» **PROVIDED ENTRIES**:
★ ★ ★ ★ ★ ★ ★

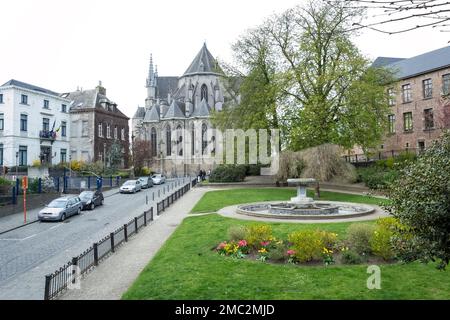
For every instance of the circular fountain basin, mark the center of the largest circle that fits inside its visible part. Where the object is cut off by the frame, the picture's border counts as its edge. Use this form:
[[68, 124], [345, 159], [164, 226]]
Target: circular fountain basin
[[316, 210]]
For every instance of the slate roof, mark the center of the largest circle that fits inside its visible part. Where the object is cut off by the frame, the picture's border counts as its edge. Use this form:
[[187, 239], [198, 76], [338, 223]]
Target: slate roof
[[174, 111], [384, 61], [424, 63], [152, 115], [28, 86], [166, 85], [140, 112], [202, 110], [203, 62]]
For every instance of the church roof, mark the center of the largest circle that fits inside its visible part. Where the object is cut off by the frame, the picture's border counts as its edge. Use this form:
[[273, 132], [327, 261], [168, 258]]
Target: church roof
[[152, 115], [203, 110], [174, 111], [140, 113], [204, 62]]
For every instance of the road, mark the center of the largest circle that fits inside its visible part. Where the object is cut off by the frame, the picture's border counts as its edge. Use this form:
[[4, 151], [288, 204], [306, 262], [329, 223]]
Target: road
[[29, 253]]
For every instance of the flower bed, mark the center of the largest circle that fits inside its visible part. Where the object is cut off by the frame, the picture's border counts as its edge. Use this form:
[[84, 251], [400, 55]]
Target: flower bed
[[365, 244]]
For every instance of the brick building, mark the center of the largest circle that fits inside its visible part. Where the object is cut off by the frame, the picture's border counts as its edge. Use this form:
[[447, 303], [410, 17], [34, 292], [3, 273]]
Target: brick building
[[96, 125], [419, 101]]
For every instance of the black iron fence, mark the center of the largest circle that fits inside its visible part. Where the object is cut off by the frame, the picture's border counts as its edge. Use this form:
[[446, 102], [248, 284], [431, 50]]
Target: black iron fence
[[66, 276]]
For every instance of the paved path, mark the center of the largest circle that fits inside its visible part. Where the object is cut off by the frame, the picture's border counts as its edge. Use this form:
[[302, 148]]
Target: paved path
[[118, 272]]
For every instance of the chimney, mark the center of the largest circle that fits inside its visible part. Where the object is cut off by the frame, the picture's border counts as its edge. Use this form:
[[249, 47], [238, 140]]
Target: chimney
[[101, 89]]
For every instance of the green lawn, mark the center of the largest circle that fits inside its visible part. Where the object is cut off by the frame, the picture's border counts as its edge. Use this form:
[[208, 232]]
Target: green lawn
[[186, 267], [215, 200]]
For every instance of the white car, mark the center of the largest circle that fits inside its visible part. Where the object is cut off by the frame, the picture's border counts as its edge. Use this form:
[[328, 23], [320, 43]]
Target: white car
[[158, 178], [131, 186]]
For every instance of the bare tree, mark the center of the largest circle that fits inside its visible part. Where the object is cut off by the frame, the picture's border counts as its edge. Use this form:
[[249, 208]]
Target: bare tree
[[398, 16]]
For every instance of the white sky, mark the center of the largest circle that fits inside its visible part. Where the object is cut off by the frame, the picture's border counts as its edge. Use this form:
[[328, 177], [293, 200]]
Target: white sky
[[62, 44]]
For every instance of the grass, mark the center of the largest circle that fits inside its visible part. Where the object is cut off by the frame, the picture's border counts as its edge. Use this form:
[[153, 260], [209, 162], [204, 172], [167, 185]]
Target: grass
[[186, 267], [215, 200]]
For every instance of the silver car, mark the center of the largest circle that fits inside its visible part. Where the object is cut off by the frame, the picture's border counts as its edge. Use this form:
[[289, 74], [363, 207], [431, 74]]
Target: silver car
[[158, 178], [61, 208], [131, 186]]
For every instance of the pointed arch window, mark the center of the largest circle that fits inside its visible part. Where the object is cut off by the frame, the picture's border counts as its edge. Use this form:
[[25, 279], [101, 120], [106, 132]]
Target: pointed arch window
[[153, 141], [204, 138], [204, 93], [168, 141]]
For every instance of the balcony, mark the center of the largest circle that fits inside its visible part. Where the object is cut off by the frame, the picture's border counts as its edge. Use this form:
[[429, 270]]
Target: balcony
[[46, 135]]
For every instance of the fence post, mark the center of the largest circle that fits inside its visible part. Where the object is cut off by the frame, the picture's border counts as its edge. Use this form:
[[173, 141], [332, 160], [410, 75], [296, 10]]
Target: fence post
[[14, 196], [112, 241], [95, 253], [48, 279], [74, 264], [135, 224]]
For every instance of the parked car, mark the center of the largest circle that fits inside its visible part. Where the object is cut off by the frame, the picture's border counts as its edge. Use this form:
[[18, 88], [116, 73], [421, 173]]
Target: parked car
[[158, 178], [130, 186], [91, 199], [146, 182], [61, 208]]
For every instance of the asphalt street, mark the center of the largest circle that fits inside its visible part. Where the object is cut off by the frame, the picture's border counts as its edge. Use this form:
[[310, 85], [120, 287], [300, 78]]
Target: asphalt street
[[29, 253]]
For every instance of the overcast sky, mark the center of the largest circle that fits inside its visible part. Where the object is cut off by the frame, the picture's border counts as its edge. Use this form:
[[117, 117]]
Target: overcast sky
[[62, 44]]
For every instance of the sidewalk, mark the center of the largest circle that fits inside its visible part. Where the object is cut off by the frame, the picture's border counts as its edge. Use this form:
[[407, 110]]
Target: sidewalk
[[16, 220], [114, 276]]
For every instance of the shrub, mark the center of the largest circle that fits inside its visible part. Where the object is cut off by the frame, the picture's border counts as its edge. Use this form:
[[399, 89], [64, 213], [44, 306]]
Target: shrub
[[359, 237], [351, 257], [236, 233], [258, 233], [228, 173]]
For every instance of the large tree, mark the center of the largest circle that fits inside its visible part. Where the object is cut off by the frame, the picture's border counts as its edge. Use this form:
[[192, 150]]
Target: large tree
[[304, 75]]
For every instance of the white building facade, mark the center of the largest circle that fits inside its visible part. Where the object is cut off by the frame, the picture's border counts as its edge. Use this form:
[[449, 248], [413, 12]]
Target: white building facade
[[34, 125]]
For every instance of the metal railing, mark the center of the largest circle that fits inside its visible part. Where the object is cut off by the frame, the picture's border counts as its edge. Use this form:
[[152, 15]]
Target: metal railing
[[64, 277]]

★ ★ ★ ★ ★ ★ ★

» **BRIEF**: Exact copy, no pictures: return the entries word for word.

» **SOLUTION**:
For every instance of the circular fountain basin, mark the center of the largest circle that fits inside its visible part. Where the object is cut off by the frame, the picture's border counts as its edge. Use this form:
[[68, 124], [345, 159], [164, 226]]
Target: circular fountain basin
[[316, 210]]
For every instance of the slate roof, mark the center of the largest circle that fits inside its visible part. Where the object is cut off by the frame, the picture's border counts as its edge. Use this form:
[[187, 239], [198, 76], [338, 223]]
Target: slate roof
[[174, 111], [384, 61], [424, 63], [152, 115], [28, 86], [166, 85], [140, 112], [202, 110], [203, 62]]
For every instance of the church roof, mark the center of the largest circle that fits inside its visible part. Where the object is cut off by the frame, the picture's border counts as its edge. Use this form:
[[273, 132], [327, 261], [168, 258]]
Target: church roof
[[152, 115], [203, 110], [174, 111], [140, 113], [204, 62]]
For every instance of the road, mark the center of the largest circle that fits inside its visible part. Where the object is cut off by the frame, the picture's border counts as its edge. Use this form:
[[4, 151], [288, 204], [306, 262], [329, 223]]
Target: road
[[29, 253]]
For every instance of the flower bed, mark the center of the largest circle that fits inside its visible part. Where the object is cut off by the frame, the picture's border counts as its edge. Use this form:
[[84, 251], [400, 55]]
Target: flower bed
[[365, 244]]
For every instance of the brick building, mark the center of the largest circle that fits inside its visible part. Where the object is cut off by the frame, the picture's border counts as its edge. Use this form:
[[447, 303], [410, 17], [34, 292], [3, 273]]
Target: brick building
[[96, 125], [419, 101]]
For every instance of the black iron fence, mark the center of the largest circle that fits inside its visible part. Where the object is cut off by the frame, the picture's border counts as its edge. Use this form:
[[446, 102], [248, 284], [431, 50]]
Target: black iron fence
[[66, 276]]
For every instance of the paved path, mark the center of the largest circle that fits inside its visible part. Where the object is cut off by the frame, the picture's border counts as its edge. Use this form:
[[302, 148]]
Target: paved path
[[118, 272]]
For every instance of the chimney, mark the center of the largest circle that fits inside its visible part. Where the object is cut off by the frame, the picture's border counts as its edge. Use this form:
[[249, 47], [238, 140]]
Target: chimney
[[101, 89]]
For every instance of the green lawn, mark the center of the largest circle that fits inside its visible part. Where the object is cut off by the frame, the picture's border counts as its edge. Use this form:
[[208, 232]]
Target: green lawn
[[186, 267], [215, 200]]
For every instance of the white car, mark the center of the largest circle that fits inside its visible part. Where the object is cut off by the frame, the picture's border counts as its edge. Use this form:
[[328, 23], [320, 43]]
Target: white car
[[158, 178], [131, 186]]
For every instance of the bare tree, mark the center of the largest circle that fits inside its visible part. Where the object is cut off by the frame, the picture's border counts as its edge. Use this form:
[[249, 208]]
Target: bare tree
[[398, 16]]
For every instance of the white sky, mark the center of the largest circle that fits inside its visible part. Where the object is cut off by the frame, the picture's border counts as its edge. Use this form:
[[328, 177], [293, 200]]
Target: white sky
[[62, 44]]
For every instance of the grass, mark the center of the largest circle that fits inside its visible part. Where the object is cut off by the frame, the picture's border counts as its edge. Use this form:
[[153, 260], [209, 162], [204, 172], [167, 185]]
Target: grass
[[186, 267], [215, 200]]
For every instance of the silver car, mark the center of the largest circle that fits inside its visible part. Where the object is cut off by the frame, the picture's border counts as its edge. Use this form:
[[289, 74], [363, 207], [431, 74]]
Target: silver car
[[158, 178], [61, 208], [131, 186]]
For every instance of the pointed arch window, mark the center of the largest circle that fits inside its visible part. Where the object is cut off by the frame, the picture's border counts as its edge. Use this form:
[[25, 279], [101, 120], [106, 132]]
Target: pointed arch window
[[153, 141], [204, 138], [204, 93], [168, 141]]
For every instance of the balcony, mark the center of the largest circle that fits inside its visible part. Where the object is cut off by the frame, the picture's border counts as its edge. Use this form:
[[429, 270]]
Target: balcony
[[46, 135]]
For every instance of the fence post, mark the center of the largest circle that fits inside its visible part. Where the object is cut off by the frame, the picture's border counts as its edge. Use this form:
[[173, 141], [332, 160], [410, 75], [296, 10]]
Target: fence post
[[14, 196], [112, 241], [95, 253], [48, 279], [74, 264], [135, 224]]
For every instance of the parked car, mark the center of the largest circle that fits inside its visible part. Where the object is cut off by the frame, the picture's border counts as its edge. Use this form:
[[18, 88], [116, 73], [421, 173]]
Target: parked car
[[158, 178], [130, 186], [91, 199], [146, 182], [61, 208]]
For every instance of the asphalt street, mark the center of the largest circle that fits inside its visible part. Where the object is cut off by the frame, the picture's border counts as its edge. Use this form:
[[310, 85], [120, 287], [300, 78]]
Target: asphalt street
[[29, 253]]
For every instance of the overcast sky, mark the center of the largest circle that fits inside its visible part. Where the object is cut off by the frame, the picture's border counts as its edge. Use this form:
[[117, 117]]
Target: overcast sky
[[62, 44]]
For every instance of the sidewalk, mark the center of the largest circle that fits inside its visible part. Where the object is cut off by the frame, the picture's border counts as its edge. Use this form:
[[407, 110]]
Target: sidewalk
[[16, 220], [114, 276]]
For every instance of the shrub, mark the center of the largest circle that fits inside its visible part. Where the object is cut off by the frame, the picture's border counts as its edge. Use this form:
[[399, 89], [64, 213], [44, 306]]
Target: shrub
[[359, 237], [351, 257], [236, 233], [258, 233], [228, 173]]
For every instance of the large tree, mark the center of the largest circle that fits inside its visible part. Where the object is cut off by the frame, the picture's border counts as its edge. Use this form:
[[192, 150]]
Target: large tree
[[304, 75]]
For every instance of the white building facade, mark the center of the largest circle that fits inside its visible part. Where the object is cut off by the frame, the picture's border counts as its edge. Use this form:
[[449, 248], [413, 12]]
Target: white building facade
[[34, 125]]
For every instance of the metal railing, mark the center of the largest circle that fits inside its visible part. Where the object is cut off by the frame, the picture's border counts as its edge. Use this form:
[[152, 15]]
Target: metal railing
[[64, 277]]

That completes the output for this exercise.